To ensure we have a foundation that supports our evolving processes, we’ve been actively building our design system, Pajamas, since 2017. Our main goal has been to create a first-class internal product that supports the workflows of product designers, engineers, and product managers, allowing them to more efficiently perform their roles.

Back in 2018, our design system was only just forming. As a product design team, we worked together to define foundational design elements such as our three product typescales, color palette, and spacing scale. We started creating a pattern library that designers could use in Sketch and built out key components such as buttons, form elements, and dropdowns. However, our design system was a blank slate consisting of a skeleton structure for building out fundamental elements, components, regions, and content guidelines. At that point in time, we did not have a robust component library, let alone a useful design system.

Even though we were only at the beginning of where we wanted Pajamas to go, we knew it would be important to track how useful our system was over time. We sent out our first survey in April of 2018 to gauge how product designers were spending their time and how useful our current system was to them.

_Work to do_:
1/ Update the rows from the line containing "the window frame;" through the end of the rows, swapping "planogram checker" for "layout checker" and leaving everything else unchanged.
2/ Write what comes next in the passage on the Pajamas design system, picking up after its final sentence.

(Entries from a point annotation set)
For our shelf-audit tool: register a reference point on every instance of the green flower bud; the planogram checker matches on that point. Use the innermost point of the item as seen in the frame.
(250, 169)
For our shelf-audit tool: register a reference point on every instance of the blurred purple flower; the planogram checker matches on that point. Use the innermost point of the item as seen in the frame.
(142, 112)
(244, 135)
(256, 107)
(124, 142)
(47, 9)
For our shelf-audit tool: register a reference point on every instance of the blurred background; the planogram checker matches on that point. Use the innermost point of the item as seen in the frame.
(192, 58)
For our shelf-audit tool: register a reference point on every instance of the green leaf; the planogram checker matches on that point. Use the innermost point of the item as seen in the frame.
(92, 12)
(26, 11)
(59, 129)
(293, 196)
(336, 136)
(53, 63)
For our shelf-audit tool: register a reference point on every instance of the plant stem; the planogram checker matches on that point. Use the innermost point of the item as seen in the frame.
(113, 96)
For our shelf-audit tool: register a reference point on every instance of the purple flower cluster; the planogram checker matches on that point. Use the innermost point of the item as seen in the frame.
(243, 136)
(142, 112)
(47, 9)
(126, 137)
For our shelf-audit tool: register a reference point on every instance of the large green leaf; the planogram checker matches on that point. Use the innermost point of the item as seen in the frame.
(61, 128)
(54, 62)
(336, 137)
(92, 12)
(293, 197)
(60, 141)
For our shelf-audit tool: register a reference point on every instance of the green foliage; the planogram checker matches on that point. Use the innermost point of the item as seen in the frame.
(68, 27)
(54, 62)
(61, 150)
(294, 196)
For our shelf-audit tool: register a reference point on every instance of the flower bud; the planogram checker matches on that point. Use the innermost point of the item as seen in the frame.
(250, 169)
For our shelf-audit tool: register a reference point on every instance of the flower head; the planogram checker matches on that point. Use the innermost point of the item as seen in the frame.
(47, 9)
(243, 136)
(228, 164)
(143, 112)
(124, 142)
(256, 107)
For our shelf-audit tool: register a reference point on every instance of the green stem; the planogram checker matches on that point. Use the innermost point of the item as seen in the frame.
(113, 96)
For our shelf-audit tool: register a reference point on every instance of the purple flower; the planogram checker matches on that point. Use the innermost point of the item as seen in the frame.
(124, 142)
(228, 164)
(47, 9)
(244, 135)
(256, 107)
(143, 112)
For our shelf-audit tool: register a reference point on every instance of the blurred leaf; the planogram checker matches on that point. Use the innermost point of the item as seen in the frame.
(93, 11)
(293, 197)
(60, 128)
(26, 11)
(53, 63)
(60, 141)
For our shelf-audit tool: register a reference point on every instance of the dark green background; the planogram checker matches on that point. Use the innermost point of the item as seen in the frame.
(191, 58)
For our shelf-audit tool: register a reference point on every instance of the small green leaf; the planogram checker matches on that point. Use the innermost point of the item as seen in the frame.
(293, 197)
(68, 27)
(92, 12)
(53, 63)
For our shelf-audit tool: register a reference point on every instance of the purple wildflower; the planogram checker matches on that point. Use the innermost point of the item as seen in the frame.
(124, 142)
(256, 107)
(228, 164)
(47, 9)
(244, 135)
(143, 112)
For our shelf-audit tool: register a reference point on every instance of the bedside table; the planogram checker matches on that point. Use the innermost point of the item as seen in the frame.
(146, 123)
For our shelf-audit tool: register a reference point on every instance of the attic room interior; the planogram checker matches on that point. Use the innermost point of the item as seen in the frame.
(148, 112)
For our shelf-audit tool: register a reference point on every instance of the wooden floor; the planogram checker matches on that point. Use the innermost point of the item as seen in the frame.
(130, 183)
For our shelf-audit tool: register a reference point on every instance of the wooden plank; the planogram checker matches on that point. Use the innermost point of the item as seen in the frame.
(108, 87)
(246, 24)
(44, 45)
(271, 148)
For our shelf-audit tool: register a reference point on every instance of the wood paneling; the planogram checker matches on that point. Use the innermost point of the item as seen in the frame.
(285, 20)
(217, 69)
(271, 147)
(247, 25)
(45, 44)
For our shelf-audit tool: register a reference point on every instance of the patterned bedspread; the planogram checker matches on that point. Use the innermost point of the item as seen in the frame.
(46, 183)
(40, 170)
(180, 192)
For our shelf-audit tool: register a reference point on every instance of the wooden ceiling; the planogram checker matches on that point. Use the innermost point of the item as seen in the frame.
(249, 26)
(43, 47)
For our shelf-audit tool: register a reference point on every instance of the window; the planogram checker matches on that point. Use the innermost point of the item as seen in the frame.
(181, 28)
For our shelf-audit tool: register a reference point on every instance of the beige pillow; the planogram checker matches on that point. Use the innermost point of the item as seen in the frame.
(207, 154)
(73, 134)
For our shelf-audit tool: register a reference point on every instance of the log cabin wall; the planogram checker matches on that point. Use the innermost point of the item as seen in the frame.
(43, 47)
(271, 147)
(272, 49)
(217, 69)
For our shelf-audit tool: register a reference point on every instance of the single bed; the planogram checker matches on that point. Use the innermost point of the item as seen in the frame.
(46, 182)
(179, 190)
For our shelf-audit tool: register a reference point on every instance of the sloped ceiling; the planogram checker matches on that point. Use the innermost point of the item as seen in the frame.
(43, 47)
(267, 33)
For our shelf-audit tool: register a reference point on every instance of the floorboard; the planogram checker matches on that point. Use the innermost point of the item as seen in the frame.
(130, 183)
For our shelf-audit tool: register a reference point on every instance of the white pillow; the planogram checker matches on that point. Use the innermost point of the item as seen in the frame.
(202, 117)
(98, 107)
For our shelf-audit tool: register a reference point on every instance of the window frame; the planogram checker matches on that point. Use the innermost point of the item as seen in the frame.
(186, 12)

_Outputs_:
1/
For our shelf-audit tool: register a reference point on every instance of the window frame; the layout checker matches on that point. Use the innermost point of the item as seen in the frame.
(186, 12)

2/
Since then, we have developed Pajamas to support the workflows that have evolved with our growing UX department. Our design system now includes design principles, guidelines for foundational design elements and components, accessibility audits, usability standards, and more. We’ve included live-coded components and are working towards creating conceptual models for our core objects. With all of the progress that we’ve made over the past 2.5 years, we decided it was past time to send the same survey from 2018 to compare how our system has improved the efficiency of our designers over the years.1

Themes

Comparing the survey results, it was apparent that the increased maturity of our system has resulted in improvements to the efficiency of our day-to-day workloads. We’ve grouped these findings into four themes.

1. Pajamas is referenced frequently and is perceived as very useful in our workflows

We are excited to see that Pajamas is being referenced frequently for most problems by designers. In 2017, designers rarely referenced our system and felt that it was not very useful. When compared to today, over 75% of designers find it very useful to their work.

A chart showing how often designers reference Pajamas when working on design tasks. The chart shows the frequency increasing since 2018. A chart showing how often designers reference Pajamas when working on user experience tasks. The chart shows the frequency increasing since 2018. A chart showing how useful designers perceive Pajamas to be. The chart shows the usefulness increasing since 2018.

2. The number of questions designers receive about the styling and usage of components is decreasing

As we build out more robust usage documentation and live-coded components, designers are being asked fewer questions on average regarding how a component should be used or styled. Our development teams have more autonomy to build out interfaces, allowing teams to be more efficient and iterate faster.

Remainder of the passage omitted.